→ THE TASK
In the listing that follows, locate the line containing "box: [167, 229, 172, 244]" and the line containing "box: [115, 109, 128, 122]". Retype exactly those two lines and every line between them, and nothing more.

→ DATA UNDER STUDY
§ §

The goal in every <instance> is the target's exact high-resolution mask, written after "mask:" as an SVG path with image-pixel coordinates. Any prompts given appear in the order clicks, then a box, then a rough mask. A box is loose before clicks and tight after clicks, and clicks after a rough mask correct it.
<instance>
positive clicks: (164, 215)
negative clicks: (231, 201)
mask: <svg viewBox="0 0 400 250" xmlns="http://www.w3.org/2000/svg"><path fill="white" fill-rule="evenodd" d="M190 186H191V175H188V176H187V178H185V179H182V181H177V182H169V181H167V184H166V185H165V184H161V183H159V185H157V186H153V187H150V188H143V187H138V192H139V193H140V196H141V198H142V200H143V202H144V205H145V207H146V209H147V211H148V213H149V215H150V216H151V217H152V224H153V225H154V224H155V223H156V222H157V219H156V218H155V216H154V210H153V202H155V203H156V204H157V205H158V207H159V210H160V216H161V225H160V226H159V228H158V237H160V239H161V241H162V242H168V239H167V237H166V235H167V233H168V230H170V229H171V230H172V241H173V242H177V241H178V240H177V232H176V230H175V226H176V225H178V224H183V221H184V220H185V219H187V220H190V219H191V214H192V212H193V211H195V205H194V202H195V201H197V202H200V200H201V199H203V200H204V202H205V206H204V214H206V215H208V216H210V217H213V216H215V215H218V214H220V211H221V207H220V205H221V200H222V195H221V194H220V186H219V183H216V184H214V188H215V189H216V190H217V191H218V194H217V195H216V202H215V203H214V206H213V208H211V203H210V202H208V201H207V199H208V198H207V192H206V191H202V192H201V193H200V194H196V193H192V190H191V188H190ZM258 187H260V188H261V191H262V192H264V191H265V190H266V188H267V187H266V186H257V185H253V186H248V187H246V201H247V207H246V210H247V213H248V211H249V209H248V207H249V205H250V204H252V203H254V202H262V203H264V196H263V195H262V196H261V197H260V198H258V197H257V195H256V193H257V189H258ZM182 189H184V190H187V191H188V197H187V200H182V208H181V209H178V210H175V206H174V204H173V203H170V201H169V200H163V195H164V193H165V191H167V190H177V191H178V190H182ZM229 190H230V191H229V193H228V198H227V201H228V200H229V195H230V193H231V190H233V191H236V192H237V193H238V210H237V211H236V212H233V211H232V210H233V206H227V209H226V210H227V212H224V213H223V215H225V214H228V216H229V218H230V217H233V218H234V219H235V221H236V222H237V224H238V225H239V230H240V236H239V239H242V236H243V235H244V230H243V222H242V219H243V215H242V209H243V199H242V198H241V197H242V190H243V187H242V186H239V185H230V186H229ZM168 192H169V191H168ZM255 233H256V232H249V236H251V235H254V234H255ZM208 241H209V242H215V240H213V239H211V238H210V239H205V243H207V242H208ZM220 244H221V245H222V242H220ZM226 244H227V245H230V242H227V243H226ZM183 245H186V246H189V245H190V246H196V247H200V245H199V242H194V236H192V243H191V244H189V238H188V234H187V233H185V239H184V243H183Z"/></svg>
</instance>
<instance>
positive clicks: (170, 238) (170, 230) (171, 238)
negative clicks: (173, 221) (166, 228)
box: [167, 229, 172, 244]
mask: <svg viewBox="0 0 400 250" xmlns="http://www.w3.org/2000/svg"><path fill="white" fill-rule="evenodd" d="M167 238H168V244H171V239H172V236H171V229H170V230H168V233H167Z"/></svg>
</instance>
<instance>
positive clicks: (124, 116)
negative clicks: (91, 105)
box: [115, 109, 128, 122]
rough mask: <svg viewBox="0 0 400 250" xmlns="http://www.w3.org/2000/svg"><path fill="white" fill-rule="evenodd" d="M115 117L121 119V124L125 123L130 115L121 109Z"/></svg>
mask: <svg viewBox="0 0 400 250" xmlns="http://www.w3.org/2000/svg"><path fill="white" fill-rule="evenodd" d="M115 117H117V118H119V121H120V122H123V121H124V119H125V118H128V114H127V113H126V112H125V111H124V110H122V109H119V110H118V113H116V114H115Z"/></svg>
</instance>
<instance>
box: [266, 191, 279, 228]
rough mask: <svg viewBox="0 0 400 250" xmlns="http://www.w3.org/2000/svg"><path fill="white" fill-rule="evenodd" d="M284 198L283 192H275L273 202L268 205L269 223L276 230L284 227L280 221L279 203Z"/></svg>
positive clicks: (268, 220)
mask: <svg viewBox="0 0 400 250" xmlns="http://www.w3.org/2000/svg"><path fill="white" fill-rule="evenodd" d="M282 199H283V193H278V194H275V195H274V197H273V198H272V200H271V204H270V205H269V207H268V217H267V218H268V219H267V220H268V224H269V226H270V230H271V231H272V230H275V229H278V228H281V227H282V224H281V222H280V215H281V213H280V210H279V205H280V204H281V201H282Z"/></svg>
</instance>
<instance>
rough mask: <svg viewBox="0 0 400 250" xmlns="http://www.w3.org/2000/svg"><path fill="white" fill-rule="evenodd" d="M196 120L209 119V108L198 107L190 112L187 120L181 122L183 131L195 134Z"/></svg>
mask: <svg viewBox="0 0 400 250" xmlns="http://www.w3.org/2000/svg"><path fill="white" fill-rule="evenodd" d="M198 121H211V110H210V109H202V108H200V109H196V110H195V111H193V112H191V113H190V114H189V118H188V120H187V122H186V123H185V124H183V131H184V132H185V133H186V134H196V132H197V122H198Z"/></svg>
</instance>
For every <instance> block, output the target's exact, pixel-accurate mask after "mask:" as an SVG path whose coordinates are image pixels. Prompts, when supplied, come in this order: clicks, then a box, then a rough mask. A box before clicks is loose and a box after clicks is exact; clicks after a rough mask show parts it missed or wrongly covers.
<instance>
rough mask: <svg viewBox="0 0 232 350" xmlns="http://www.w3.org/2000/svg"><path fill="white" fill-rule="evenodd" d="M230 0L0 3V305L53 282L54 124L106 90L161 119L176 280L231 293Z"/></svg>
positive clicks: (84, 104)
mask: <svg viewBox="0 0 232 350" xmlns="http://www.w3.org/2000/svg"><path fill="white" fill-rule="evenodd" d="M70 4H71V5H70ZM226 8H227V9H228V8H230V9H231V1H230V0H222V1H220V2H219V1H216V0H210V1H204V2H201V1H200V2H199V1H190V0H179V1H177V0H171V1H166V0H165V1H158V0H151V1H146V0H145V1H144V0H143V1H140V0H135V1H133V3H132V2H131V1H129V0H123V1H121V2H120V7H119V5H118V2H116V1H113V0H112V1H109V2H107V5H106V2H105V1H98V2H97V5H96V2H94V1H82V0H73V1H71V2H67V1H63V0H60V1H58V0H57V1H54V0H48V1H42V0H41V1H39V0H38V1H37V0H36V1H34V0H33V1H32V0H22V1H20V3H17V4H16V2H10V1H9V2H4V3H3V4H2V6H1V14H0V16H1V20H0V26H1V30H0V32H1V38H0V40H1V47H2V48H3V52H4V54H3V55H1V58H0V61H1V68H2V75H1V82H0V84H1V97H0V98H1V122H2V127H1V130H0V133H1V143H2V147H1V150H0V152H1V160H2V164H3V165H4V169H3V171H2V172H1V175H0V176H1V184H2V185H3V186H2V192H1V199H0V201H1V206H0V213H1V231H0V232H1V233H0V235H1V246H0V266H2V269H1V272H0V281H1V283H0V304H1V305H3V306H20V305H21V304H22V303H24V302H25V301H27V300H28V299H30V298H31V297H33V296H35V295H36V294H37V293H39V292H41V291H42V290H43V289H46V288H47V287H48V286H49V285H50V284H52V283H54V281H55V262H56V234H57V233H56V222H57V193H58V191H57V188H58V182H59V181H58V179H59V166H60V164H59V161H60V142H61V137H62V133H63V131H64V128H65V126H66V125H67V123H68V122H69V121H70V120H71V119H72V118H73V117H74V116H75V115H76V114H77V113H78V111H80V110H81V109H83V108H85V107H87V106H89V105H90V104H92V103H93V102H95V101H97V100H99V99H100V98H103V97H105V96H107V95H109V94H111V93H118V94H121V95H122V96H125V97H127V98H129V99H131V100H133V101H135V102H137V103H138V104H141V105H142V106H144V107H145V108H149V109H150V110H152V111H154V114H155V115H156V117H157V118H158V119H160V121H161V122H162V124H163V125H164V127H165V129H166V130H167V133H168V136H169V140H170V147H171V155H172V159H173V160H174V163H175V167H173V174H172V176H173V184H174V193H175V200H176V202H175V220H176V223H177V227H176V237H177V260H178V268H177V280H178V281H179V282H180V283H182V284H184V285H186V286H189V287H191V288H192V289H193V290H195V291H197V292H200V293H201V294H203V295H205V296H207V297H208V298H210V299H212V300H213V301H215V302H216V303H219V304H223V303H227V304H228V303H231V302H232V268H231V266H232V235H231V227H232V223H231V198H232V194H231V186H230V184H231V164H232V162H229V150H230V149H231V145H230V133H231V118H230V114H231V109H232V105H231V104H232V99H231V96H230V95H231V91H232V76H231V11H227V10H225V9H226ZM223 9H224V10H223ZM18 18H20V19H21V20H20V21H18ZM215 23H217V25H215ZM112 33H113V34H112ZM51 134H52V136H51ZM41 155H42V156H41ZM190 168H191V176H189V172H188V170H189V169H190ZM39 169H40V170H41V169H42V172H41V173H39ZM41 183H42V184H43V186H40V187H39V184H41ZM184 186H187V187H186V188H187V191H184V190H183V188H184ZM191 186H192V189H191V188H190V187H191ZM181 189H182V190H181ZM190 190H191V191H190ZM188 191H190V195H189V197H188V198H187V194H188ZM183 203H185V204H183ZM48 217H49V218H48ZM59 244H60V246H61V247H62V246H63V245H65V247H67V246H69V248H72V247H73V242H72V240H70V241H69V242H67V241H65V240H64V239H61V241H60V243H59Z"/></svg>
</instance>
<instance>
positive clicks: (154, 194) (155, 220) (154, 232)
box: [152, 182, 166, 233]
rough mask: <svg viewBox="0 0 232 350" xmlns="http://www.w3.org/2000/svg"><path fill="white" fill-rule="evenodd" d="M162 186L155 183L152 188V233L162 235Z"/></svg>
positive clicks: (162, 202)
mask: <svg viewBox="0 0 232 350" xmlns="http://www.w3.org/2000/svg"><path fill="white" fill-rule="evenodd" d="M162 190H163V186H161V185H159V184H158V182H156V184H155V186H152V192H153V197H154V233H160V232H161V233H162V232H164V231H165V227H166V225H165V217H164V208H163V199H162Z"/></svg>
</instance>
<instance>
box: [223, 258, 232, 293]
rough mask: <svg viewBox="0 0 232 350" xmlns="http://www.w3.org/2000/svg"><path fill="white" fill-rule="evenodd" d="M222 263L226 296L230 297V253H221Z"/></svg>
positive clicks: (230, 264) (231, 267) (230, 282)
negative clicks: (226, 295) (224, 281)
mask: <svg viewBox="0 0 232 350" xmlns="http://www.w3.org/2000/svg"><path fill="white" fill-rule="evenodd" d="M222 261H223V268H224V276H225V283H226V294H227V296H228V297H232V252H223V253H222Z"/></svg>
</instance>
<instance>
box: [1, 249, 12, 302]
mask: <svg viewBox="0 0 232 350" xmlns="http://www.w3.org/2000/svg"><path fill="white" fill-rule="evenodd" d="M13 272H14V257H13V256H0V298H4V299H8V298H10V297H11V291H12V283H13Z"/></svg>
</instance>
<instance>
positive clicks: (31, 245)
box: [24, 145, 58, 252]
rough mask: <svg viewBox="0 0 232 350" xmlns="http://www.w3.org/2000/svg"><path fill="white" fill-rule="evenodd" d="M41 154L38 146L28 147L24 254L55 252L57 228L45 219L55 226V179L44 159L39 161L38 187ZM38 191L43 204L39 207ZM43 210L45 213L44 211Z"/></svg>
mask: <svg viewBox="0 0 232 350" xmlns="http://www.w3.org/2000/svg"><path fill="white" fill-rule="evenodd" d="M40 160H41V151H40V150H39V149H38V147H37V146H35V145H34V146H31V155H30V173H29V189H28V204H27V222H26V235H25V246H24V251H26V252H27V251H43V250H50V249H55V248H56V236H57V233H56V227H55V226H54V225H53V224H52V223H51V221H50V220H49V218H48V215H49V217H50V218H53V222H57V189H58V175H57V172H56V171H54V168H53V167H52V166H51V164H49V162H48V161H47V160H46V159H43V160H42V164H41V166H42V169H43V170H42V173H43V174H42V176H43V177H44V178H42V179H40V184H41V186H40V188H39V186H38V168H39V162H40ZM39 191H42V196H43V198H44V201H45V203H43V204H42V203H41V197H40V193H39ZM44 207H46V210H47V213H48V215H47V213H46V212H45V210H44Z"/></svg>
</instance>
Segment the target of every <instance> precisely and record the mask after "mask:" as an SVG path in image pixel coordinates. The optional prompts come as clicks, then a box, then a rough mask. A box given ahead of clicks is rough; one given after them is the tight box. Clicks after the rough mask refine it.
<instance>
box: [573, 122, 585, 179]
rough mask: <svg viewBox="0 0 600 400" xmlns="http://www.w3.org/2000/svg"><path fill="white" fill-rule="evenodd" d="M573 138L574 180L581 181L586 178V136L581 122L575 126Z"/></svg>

§ §

→ WRITTEN SOLUTION
box: [167, 229, 172, 244]
mask: <svg viewBox="0 0 400 250" xmlns="http://www.w3.org/2000/svg"><path fill="white" fill-rule="evenodd" d="M167 238H168V244H171V239H172V236H171V229H170V230H168V233H167Z"/></svg>
</instance>
<instance>
positive clicks: (124, 116)
negative clicks: (91, 105)
box: [115, 109, 128, 122]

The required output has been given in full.